(EXERCISE DATA)
○ ○ ○ ○
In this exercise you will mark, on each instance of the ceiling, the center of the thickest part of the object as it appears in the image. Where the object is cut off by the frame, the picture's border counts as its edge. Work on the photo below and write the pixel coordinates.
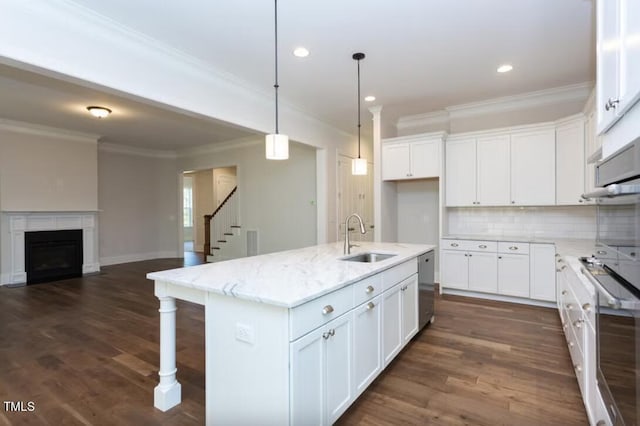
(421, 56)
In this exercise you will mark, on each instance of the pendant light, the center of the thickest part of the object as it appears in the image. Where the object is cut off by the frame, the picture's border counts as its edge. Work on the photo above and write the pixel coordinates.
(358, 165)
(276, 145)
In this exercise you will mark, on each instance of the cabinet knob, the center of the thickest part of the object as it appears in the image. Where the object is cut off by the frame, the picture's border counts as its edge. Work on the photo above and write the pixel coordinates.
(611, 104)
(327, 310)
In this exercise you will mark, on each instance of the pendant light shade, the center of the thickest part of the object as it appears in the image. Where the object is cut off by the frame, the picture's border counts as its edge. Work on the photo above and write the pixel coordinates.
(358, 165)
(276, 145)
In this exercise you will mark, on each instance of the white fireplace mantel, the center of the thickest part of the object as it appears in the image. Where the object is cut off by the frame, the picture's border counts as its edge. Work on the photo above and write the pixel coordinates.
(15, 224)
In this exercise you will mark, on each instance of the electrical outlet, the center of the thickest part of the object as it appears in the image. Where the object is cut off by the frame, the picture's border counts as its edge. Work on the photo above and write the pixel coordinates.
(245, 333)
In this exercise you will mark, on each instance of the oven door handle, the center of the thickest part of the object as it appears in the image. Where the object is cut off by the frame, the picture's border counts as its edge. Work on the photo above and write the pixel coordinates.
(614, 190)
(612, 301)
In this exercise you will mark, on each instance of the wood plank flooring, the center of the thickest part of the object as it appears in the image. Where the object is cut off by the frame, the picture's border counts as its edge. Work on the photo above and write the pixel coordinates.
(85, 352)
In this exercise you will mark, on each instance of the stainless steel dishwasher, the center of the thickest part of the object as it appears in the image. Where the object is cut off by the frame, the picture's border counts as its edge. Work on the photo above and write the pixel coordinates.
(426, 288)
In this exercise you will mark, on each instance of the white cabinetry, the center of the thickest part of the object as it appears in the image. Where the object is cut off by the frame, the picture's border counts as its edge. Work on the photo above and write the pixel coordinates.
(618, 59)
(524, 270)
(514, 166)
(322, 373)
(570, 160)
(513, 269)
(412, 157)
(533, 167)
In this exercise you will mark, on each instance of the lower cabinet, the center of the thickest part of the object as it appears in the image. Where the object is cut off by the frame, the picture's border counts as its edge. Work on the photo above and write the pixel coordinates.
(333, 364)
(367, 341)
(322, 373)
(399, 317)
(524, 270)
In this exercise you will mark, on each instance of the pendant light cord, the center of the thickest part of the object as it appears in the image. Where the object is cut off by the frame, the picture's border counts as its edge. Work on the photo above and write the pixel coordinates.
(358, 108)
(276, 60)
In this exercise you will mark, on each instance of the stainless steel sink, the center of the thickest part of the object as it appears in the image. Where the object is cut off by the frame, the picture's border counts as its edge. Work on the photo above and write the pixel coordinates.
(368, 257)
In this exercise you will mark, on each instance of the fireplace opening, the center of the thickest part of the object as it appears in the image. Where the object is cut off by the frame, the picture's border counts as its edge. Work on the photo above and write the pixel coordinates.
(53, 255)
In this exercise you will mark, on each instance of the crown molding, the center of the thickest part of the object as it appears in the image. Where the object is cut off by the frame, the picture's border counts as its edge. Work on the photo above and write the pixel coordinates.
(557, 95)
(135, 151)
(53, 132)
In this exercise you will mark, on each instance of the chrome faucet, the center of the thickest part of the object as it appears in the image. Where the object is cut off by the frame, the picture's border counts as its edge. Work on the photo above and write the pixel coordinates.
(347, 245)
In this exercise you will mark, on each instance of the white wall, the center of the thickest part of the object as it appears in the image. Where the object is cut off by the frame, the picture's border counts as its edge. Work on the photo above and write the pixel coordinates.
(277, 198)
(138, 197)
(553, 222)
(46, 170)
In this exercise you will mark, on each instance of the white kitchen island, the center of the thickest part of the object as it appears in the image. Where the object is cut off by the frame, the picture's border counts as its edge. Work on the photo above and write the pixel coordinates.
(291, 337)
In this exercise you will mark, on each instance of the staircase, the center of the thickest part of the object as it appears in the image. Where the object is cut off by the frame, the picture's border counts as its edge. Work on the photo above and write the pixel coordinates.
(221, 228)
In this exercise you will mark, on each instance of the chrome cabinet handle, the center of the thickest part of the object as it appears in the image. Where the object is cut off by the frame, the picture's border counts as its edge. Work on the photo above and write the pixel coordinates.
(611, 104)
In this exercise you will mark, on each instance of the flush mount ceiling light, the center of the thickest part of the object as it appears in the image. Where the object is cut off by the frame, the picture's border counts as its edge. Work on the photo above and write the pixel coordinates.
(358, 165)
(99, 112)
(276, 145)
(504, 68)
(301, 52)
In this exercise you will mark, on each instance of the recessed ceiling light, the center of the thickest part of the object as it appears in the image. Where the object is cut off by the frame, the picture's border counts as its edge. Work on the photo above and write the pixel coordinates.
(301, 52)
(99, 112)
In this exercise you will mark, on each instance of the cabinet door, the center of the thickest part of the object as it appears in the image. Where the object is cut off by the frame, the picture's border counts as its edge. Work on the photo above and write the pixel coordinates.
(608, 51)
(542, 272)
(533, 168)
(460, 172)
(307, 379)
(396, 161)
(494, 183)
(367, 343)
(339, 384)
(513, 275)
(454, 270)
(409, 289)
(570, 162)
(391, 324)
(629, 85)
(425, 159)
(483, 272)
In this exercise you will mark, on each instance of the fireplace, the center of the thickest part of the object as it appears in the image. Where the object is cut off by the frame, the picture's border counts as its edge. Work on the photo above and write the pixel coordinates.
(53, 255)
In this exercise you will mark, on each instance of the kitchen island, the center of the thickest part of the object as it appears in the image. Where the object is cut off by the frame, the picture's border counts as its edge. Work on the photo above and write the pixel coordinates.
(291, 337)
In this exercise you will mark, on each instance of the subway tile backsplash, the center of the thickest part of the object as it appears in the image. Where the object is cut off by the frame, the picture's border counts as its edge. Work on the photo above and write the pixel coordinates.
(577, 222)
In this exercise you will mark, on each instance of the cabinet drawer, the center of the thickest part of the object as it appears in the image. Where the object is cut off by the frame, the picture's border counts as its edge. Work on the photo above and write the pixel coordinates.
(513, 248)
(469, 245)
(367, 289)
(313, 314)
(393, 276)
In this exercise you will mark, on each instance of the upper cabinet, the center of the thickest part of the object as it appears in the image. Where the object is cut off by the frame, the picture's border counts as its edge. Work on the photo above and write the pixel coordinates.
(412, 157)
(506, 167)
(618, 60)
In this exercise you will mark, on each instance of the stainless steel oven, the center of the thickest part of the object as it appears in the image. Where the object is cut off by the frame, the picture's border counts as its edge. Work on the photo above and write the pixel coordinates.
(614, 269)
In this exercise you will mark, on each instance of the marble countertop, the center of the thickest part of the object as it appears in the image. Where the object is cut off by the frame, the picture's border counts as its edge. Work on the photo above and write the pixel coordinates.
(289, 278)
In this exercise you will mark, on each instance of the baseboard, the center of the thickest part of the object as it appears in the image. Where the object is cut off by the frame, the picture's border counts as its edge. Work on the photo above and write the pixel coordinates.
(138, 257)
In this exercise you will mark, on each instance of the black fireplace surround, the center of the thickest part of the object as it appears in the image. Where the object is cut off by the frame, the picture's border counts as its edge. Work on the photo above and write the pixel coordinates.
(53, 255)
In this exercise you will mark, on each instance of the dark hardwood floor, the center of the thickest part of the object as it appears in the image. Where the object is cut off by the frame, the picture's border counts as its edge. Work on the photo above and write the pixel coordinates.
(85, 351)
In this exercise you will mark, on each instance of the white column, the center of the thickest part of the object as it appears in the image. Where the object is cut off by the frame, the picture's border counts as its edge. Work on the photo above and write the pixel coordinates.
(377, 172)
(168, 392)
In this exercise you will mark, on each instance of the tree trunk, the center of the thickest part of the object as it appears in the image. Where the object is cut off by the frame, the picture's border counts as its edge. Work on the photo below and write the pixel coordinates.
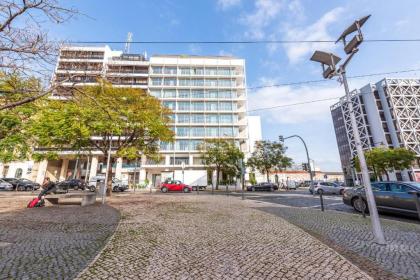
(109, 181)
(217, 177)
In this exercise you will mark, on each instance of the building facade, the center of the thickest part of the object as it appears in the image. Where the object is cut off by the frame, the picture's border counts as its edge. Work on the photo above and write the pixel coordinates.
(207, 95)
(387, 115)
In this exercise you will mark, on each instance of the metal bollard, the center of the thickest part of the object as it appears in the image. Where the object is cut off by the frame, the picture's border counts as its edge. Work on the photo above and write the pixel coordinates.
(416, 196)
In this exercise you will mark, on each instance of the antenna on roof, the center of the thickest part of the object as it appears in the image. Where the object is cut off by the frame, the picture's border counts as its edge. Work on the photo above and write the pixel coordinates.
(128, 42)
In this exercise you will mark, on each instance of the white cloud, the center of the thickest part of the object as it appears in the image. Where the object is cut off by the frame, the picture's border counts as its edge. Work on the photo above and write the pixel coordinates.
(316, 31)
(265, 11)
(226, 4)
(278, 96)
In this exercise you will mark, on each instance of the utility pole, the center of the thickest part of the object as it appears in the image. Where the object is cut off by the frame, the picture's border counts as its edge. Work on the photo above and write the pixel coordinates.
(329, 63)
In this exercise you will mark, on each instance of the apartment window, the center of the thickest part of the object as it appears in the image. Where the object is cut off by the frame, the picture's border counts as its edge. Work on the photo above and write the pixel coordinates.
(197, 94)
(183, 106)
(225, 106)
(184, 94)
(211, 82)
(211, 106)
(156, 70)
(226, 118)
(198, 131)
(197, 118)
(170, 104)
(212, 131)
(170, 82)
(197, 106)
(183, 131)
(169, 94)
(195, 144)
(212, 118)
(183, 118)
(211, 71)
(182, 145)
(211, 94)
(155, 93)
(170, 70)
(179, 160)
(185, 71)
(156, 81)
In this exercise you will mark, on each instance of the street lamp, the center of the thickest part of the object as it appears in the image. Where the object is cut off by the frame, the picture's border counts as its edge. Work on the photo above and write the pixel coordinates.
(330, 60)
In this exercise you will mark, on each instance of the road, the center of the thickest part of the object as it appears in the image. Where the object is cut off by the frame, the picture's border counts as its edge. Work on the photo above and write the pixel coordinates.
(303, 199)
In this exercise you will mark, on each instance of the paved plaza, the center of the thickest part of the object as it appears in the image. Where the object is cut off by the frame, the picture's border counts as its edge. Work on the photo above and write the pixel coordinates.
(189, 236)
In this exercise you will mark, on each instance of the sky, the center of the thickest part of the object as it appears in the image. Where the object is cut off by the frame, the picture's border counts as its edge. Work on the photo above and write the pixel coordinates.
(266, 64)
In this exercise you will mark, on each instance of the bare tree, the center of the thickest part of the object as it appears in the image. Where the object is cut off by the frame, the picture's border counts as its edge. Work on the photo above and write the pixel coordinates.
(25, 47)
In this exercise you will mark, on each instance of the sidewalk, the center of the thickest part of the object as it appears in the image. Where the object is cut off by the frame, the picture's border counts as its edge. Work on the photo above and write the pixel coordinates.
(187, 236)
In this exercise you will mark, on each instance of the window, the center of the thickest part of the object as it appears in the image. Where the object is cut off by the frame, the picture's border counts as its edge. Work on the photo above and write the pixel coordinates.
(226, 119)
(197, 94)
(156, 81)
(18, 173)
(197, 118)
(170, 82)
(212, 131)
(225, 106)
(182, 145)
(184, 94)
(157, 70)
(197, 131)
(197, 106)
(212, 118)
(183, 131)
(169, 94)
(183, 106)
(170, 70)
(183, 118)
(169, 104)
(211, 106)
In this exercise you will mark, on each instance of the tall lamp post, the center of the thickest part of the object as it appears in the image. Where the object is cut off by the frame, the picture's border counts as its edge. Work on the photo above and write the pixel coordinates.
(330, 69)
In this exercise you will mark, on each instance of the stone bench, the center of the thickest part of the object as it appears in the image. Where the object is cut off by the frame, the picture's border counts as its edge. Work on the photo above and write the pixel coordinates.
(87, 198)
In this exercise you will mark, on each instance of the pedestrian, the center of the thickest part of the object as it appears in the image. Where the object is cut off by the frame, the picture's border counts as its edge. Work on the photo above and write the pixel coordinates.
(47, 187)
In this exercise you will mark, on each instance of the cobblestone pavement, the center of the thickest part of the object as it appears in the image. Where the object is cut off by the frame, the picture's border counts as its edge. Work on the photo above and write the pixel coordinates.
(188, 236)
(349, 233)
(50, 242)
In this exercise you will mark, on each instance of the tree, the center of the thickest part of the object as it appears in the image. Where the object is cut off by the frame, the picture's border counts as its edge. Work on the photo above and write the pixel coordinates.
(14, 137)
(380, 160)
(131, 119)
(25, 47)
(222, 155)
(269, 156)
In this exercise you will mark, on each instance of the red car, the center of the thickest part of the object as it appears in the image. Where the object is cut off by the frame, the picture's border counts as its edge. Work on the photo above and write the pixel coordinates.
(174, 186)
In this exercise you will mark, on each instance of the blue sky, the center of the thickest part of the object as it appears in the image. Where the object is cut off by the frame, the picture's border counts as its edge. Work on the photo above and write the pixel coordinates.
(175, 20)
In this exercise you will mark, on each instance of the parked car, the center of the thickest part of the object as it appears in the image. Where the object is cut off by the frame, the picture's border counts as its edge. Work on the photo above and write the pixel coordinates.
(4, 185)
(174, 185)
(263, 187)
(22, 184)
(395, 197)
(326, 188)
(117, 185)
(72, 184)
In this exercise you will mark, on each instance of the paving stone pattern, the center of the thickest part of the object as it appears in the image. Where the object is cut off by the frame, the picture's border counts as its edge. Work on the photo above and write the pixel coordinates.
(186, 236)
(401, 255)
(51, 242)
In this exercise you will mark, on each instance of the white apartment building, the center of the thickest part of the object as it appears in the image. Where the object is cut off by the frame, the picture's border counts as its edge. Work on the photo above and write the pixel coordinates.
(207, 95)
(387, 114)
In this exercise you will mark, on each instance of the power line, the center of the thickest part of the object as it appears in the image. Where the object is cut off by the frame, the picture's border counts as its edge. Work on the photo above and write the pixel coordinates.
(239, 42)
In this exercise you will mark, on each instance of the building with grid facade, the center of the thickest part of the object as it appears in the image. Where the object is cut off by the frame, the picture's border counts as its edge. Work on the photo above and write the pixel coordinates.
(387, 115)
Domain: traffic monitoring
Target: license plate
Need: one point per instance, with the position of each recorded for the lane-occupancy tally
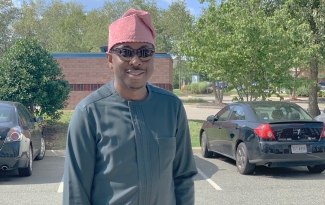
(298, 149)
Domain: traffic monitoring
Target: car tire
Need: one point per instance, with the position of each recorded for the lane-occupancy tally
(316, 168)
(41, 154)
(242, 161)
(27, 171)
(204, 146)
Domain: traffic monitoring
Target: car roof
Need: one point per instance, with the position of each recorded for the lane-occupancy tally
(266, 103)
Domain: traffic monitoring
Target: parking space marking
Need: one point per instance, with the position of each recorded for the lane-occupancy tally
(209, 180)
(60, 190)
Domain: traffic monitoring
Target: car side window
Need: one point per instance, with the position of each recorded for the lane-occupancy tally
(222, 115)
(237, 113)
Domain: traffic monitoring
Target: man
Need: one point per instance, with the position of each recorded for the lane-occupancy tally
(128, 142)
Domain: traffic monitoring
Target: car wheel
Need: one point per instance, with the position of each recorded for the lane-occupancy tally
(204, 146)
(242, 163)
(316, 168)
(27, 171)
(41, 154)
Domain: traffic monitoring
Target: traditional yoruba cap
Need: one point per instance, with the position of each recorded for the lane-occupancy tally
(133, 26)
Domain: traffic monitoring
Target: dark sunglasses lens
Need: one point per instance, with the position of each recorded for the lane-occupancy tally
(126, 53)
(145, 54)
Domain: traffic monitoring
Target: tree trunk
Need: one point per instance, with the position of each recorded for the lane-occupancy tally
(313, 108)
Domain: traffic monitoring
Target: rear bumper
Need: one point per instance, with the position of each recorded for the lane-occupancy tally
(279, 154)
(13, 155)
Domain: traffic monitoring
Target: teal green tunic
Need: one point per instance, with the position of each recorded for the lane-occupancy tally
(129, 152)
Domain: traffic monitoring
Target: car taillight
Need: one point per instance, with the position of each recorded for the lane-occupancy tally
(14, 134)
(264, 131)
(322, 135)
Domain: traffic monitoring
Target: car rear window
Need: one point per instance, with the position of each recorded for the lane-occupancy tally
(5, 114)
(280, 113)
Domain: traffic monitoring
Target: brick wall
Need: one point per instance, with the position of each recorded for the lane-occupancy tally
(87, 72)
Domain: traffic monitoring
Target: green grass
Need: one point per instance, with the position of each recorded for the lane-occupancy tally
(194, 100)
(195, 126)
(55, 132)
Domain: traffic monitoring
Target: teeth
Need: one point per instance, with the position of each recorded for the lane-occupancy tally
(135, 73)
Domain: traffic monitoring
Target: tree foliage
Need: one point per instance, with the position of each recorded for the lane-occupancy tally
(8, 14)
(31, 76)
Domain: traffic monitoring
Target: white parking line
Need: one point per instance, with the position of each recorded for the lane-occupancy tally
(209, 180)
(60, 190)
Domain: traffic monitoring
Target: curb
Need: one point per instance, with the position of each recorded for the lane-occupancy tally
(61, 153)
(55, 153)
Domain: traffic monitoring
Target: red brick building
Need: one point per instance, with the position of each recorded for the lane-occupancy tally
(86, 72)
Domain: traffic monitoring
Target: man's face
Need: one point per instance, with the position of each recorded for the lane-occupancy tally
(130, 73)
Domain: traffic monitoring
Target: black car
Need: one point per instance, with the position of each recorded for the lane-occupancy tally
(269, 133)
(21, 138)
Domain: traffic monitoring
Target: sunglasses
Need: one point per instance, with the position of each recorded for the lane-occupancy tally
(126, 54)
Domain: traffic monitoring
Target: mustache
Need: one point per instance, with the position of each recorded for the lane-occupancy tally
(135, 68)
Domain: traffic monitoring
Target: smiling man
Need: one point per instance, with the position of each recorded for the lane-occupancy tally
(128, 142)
○ ○ ○ ○
Gather every line from the entries above that contains the word "stainless", and copy each one in full.

In this exercise you will mark, on each instance of the stainless steel dishwasher, the center of the thickest part of the object as it appears in the image. Where the object is cut off by the frame, the picture's border counts as its edge. Work on the photo above and write the pixel coordinates.
In this exercise you will mark, on each instance of the stainless steel sink, the center of the thickest part of the object as it appears in the image. Where the object is cut off by the frame, the picture's border counts as its edge. Work on the photo above and write the pixel coordinates.
In this exercise you will mark, on each instance of the stainless steel oven, the center of the thickest part of the object as it appears in the image. Where the object is cut off by the frame, the picture's border counts as its edge. Work on the photo above and write the pixel coordinates.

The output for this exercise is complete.